## [Stated goal 1]
Answer these questions about the profile of Margaret Ng:
(a) In what year did she obtain her Ph.D. from Boston University?
(b) For which two English newspapers did she write political columns?
(c) What law did the British government propose in 1980?

Screenshot from American Bar Association's website.

 

From Doctor of Philosophy to Barrister

“I stand the law's good servant but the people's first. For the law must serve the people, not the people the law.”

This is Hong Kong barrister Margaret Ng's closing remark, when she was tried for organising and participating in an "unauthorized assembly" on 18 August, 2019, together with eight other prominent pro-democracy activists. This statement sums up her lifelong belief, a belief which has led her to leave the ivory tower of academia, become a columnist, literary critic, journalist, barrister, legislator and defendant.

Born in Hong Kong in 1948, Margaret Ng came from a relatively well-off family. Journalist Eva Chan notes that it was around this time that outstanding Chinese intellectuals, escaping the Communist regime, sought shelter in Hong Kong to preserve traditional culture, and the well-educated wives of the British colonial officers accompanied their husbands to work in Hong Kong. These two very different types of people both became teachers in Hong Kong and cultivated a new generation of well-educated Hong Kong people. Ng was privileged enough to learn from them.

She first studied philosophy and comparative literature at the University of Hong Kong, before  obtaining a Ph.D. from Boston University in 1976. She then returned to Hong Kong where she worked as an administrator at the University and in a bank. She also wrote political columns for the South China Morning Post and The Standard, the two most prominent English newspapers in Hong Kong. Her deep understanding of current affairs, concise writing style, and position as one of the few locals who could write so well in English, got her repeated invites to meet with the Governors of Hong Kong (first Sir Murray MacLehose and later Sir Edward Youde) to brief them on the new generation's views of Hong Kong's future. Dr Ng was appointed to a number of public positions, such as member of the Shatin District Council, and the Citizens Advisory Committee on Community Relations of the Independent Commission Against Corruption.

“Between my generation and today's generation, the biggest difference is... the Hong Kong Governor at that time was a decision maker, not a puppet governor under the British government. It means we could influence somebody, who could make decisions. Now, that person [the Chief Executive] has no say. The young people cannot influence her and feel powerless.” Dr Ng recalls.

In 1980, the British government proposed to pass a new nationality law (British Nationality Act 1981), which states that those born in Hong Kong on or after 1983 to a parent settled in Hong Kong are British Dependent Territories Citizens, without the right of abode in the United Kingdom. Dr Ng found this move violated the moral responsibility to the British residents born in Hong Kong. She started to study related legal provisions and wrote articles which criticised this law. This began her journey to later becoming a legal professional.

## [Stated goal 2]
Which lines of the listing below contain the word "parked"? Copy each of them.

Dataset excerpt:

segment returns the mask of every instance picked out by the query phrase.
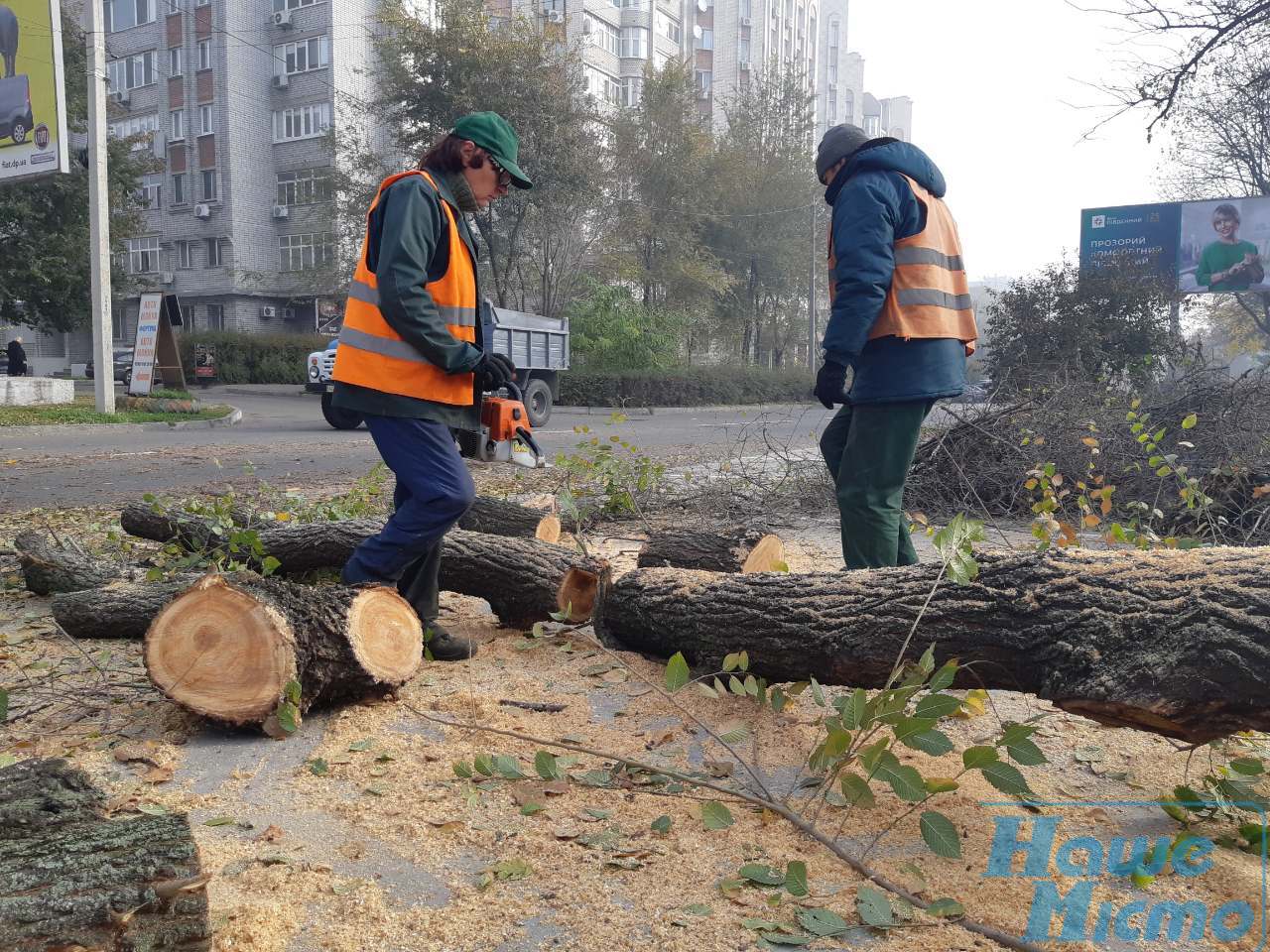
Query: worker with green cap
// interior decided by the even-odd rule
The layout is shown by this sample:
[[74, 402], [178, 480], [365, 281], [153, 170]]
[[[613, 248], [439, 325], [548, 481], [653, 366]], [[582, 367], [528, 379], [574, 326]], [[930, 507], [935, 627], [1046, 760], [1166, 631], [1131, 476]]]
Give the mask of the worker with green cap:
[[335, 352], [331, 400], [364, 418], [396, 476], [392, 515], [357, 547], [343, 580], [396, 585], [438, 660], [475, 654], [436, 621], [441, 539], [476, 495], [451, 428], [479, 429], [481, 395], [516, 373], [481, 339], [476, 242], [464, 216], [511, 185], [532, 187], [518, 151], [507, 119], [471, 113], [418, 169], [384, 180], [366, 216]]

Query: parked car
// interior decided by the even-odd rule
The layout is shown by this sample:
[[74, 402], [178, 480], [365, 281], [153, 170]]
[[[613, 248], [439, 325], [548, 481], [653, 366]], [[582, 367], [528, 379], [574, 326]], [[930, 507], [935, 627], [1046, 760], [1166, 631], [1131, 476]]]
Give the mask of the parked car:
[[0, 136], [22, 145], [36, 119], [30, 114], [30, 85], [25, 74], [0, 79]]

## [Written response 1]
(a) 1976
(b) The South China Morning Post and The Standard
(c) The British Nationality Act 1981

## [Written response 2]
Query: parked car
Give the mask of the parked car:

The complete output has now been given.